» **Activity**:
What lines in the following entries hold the word "hair"? Copy each one.

━━━━━ Data section

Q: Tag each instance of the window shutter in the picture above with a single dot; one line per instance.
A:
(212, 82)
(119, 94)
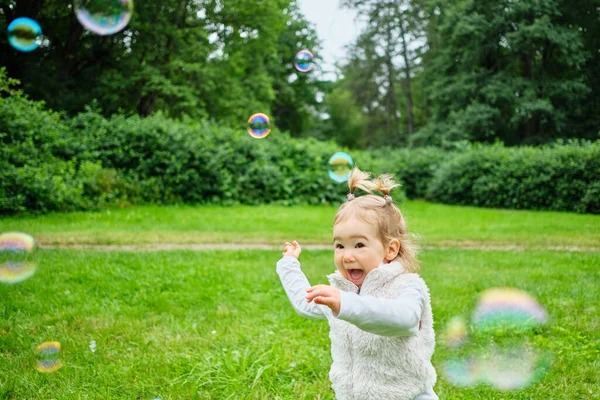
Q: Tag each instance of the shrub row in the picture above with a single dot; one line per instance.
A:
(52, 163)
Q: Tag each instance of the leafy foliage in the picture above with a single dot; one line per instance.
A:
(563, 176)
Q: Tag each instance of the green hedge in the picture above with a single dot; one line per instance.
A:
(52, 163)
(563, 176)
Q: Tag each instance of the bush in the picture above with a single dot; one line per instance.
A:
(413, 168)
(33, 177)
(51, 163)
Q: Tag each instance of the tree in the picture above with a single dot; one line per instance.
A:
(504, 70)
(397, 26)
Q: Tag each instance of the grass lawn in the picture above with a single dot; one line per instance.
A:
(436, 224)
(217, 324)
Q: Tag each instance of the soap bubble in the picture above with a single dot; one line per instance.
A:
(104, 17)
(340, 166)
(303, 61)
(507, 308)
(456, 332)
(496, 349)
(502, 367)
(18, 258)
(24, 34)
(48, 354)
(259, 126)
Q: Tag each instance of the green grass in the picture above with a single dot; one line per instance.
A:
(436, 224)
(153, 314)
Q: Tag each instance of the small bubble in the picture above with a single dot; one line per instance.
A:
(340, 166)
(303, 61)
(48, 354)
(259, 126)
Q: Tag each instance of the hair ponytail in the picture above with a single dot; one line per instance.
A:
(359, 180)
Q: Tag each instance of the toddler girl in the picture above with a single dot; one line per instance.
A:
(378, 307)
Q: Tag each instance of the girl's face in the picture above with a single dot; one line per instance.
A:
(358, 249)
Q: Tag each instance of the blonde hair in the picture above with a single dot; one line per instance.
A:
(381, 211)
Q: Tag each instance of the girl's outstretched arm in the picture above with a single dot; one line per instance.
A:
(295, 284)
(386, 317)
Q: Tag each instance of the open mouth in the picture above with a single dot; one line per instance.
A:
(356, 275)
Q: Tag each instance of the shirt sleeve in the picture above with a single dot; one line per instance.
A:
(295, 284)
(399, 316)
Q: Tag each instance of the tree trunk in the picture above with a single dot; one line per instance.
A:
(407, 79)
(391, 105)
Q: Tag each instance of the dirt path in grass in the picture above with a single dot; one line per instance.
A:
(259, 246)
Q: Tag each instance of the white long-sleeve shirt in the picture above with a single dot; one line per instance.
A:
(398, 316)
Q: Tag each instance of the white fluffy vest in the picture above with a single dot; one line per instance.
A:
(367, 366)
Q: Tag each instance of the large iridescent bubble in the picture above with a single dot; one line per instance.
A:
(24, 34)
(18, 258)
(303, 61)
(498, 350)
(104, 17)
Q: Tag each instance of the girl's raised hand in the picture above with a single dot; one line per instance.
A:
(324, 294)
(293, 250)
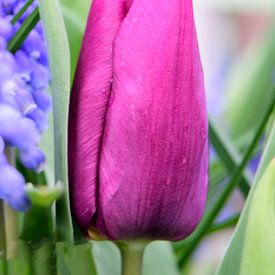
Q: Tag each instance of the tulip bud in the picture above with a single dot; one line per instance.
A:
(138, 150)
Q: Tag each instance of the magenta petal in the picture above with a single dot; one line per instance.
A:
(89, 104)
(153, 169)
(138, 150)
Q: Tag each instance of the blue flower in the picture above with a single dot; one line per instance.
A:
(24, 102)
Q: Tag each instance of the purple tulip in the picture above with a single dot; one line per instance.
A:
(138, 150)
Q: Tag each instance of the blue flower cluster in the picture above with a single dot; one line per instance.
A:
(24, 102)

━━━━━━━━━━

» **Final answer**:
Q: Tag each instance of the hair ponytail in the picture above with a single dot; one line per instance.
Q: Tag each instance of the blonde hair in the picture above with a single dot; one line per instance.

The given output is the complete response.